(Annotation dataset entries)
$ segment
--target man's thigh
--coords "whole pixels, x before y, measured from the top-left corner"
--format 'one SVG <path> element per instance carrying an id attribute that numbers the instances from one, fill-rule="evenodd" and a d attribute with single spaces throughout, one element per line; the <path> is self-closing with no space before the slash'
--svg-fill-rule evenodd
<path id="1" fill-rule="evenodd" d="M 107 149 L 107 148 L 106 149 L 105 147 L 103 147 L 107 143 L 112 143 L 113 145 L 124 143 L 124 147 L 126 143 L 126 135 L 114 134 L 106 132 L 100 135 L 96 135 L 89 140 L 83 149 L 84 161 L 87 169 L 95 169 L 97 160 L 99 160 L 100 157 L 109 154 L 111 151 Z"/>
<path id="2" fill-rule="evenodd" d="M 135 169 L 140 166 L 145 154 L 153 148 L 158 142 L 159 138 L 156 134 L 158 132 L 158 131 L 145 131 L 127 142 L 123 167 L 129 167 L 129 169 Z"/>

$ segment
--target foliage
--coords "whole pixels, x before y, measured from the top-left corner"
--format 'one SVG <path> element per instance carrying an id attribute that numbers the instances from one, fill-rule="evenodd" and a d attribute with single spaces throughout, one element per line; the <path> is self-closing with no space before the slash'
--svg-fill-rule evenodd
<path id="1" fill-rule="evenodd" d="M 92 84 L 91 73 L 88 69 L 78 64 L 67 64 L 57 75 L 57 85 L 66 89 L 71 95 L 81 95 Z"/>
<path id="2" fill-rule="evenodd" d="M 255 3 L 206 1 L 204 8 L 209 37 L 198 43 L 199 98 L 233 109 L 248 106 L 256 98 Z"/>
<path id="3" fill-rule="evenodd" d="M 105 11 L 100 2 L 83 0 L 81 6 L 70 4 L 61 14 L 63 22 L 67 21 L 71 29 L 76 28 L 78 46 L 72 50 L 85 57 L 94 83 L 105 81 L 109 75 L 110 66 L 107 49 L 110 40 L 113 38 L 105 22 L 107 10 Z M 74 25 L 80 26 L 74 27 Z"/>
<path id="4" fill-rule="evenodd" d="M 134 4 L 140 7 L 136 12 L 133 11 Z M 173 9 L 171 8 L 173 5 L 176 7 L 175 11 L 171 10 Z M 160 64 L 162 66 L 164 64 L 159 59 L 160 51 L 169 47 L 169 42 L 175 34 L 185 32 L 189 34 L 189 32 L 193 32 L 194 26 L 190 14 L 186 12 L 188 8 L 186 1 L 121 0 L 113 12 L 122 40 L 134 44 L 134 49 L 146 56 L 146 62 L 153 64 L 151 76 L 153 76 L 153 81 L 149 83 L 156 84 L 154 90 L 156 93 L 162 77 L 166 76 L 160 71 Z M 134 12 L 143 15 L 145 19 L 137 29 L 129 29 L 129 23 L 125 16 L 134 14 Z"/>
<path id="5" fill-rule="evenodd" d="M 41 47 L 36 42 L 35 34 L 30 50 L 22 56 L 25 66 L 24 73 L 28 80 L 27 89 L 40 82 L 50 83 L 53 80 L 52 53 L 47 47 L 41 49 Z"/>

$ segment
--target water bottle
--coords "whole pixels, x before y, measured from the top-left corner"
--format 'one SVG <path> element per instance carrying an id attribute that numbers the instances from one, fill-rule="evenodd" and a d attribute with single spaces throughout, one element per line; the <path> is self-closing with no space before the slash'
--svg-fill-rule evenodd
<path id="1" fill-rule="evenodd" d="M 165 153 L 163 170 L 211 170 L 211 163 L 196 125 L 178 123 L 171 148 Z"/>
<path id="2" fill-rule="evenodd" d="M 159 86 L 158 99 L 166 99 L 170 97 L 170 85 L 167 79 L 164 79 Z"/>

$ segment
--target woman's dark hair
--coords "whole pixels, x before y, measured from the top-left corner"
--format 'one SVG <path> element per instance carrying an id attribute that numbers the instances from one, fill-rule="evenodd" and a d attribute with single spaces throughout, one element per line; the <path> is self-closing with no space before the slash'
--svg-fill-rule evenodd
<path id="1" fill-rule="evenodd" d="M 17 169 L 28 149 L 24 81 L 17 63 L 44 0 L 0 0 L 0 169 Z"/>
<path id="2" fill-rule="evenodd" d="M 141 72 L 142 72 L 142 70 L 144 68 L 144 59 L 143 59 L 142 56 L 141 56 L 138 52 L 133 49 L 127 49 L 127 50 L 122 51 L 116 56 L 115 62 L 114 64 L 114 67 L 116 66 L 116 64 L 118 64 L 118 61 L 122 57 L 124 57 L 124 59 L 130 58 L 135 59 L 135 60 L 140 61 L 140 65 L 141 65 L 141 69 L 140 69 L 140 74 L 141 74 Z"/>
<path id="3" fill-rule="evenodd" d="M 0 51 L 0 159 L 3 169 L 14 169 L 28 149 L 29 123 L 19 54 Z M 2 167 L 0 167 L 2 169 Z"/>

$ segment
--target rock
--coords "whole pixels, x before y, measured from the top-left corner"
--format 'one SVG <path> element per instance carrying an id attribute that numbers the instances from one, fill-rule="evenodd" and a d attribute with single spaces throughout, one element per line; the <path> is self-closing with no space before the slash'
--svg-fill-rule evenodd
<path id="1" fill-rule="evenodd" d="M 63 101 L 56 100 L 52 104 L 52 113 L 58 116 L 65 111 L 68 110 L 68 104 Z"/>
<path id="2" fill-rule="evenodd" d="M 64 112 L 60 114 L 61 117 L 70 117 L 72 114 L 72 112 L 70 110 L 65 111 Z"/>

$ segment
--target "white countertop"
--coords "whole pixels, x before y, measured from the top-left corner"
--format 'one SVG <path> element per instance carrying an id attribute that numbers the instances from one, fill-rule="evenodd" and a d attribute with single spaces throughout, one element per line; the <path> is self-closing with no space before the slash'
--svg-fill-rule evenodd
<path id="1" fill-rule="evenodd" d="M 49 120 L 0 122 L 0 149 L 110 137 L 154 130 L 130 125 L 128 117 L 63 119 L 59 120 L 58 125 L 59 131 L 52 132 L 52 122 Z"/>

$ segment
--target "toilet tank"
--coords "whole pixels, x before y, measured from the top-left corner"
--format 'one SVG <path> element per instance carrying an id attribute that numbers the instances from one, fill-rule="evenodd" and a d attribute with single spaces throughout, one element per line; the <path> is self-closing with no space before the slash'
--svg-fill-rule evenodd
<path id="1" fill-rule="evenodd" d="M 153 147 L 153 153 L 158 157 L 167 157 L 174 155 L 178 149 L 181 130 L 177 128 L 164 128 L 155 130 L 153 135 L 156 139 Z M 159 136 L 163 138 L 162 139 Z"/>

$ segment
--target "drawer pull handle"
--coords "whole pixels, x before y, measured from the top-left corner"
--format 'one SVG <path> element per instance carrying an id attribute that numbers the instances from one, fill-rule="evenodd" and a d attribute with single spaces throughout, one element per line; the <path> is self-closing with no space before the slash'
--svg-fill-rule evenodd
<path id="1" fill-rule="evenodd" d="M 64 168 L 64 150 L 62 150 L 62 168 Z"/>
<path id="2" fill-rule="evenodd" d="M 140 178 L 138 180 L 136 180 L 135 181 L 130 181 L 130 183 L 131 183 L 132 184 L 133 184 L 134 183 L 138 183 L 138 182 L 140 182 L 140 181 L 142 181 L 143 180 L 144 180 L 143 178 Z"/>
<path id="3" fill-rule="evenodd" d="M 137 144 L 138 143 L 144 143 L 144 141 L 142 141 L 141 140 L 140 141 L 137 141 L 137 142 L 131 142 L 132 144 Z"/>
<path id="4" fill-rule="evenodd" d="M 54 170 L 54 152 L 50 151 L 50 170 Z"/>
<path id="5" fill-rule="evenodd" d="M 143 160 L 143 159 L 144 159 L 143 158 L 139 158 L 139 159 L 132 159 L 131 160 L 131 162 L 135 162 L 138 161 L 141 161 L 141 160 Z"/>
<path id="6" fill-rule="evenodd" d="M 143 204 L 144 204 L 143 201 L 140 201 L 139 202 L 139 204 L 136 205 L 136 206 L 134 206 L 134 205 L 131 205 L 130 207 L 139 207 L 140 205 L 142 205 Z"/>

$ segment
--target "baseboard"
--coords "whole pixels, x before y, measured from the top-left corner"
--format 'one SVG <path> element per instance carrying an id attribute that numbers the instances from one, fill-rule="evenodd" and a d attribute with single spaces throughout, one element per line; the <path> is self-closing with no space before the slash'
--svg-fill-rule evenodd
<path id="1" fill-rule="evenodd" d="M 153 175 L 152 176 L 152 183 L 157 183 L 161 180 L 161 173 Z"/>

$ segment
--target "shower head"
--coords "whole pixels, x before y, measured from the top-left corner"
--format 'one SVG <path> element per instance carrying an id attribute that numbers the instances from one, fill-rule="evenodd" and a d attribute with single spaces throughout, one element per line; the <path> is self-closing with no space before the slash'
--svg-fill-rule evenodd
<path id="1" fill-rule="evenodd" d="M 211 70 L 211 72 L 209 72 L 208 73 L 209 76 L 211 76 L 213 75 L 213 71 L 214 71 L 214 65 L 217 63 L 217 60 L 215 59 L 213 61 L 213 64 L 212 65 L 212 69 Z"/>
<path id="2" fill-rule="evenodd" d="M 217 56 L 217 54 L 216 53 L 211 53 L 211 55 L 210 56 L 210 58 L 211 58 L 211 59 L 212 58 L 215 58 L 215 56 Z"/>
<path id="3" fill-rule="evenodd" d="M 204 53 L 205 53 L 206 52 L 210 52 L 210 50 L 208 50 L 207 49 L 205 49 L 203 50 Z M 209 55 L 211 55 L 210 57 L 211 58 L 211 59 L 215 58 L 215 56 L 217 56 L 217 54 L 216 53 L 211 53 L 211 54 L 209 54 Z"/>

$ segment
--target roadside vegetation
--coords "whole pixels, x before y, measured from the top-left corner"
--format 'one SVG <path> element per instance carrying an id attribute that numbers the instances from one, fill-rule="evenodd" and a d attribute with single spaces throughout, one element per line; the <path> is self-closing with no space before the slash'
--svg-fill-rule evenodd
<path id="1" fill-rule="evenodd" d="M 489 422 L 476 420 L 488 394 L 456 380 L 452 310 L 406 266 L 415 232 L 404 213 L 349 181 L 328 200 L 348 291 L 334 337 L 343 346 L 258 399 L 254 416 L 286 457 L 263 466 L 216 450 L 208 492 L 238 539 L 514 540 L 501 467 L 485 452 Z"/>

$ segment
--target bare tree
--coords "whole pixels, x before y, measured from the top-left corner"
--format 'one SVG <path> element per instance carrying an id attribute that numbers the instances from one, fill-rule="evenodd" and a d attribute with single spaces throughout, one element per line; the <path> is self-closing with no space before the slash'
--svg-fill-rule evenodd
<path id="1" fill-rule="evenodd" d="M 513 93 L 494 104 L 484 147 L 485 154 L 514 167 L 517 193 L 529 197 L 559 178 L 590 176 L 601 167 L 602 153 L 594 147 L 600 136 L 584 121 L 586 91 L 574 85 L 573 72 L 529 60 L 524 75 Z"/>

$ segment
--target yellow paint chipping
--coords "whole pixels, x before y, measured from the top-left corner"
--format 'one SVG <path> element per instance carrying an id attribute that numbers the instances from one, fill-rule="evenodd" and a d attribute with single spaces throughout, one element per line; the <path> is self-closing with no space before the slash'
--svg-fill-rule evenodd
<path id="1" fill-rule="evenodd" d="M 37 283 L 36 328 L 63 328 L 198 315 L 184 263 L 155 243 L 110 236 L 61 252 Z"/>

• **Exercise details**
Rewrite the stretch of the listing from its start through the line containing "107 149 L 107" as a two-column CSV with the headers input and output. Put the text in the input column and its answer in the output column, each in one quoted field with line breaks turned into spaces.

• **The solution**
input,output
"$ segment --target man's thigh --coords ""whole pixels, x before y, measured from the top-left corner"" --format 'one SVG <path> element per instance carrying an id attribute that numbers the instances from one, fill-rule=""evenodd"" and a d attribute with single spaces throughout, one element per line; the <path> is self-closing with no space before the slash' --svg-fill-rule evenodd","<path id=""1"" fill-rule=""evenodd"" d=""M 107 149 L 107 148 L 106 149 L 105 147 L 103 147 L 107 143 L 112 143 L 113 145 L 124 143 L 124 147 L 126 143 L 126 135 L 114 134 L 106 132 L 100 135 L 96 135 L 89 140 L 83 149 L 84 161 L 87 169 L 95 169 L 97 160 L 99 160 L 100 157 L 109 154 L 111 151 Z""/>"